— Given task —
Print, without any change, the lines of the listing between the line holding "the ice seracs?" and the line holding "[244,82,319,117]", inclusive.

— Provided data —
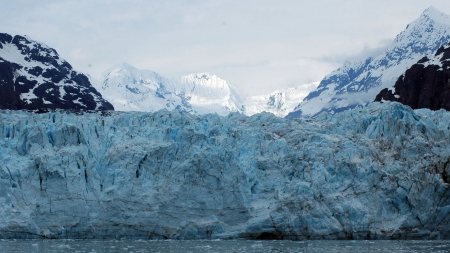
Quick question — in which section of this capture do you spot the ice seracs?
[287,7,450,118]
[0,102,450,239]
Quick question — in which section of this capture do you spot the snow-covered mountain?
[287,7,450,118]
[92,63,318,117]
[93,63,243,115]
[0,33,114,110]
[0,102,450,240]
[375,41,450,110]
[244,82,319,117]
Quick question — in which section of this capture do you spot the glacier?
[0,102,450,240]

* * *

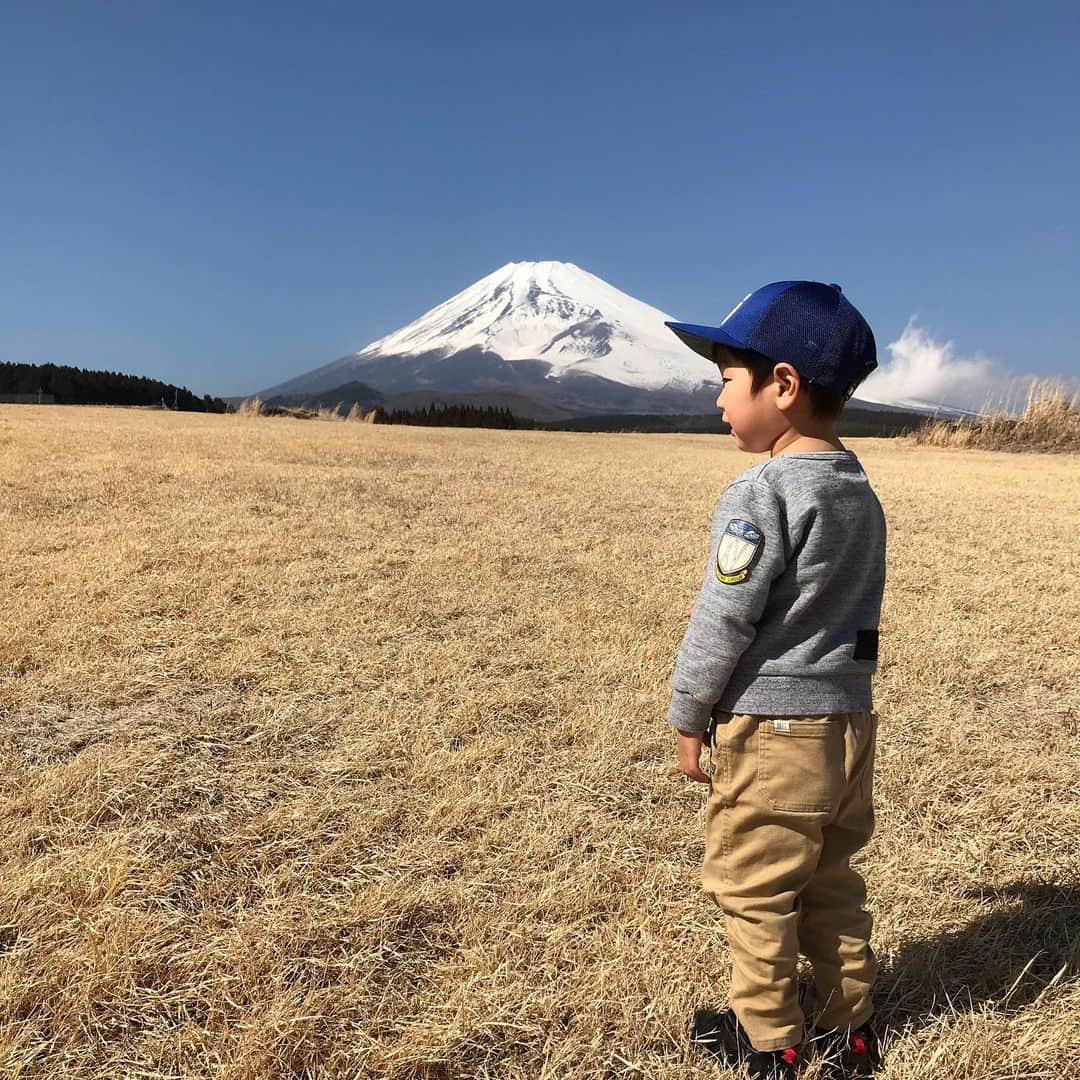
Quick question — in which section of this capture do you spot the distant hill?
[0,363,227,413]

— Full response —
Quick question — in which section of this capture do you spot the ice seracs?
[287,7,450,118]
[0,102,450,239]
Quick question — in which section of this capture do you spot the snow-covered mountain?
[287,7,450,118]
[92,63,318,117]
[93,63,243,115]
[0,33,114,110]
[0,102,450,240]
[375,41,450,110]
[244,82,319,117]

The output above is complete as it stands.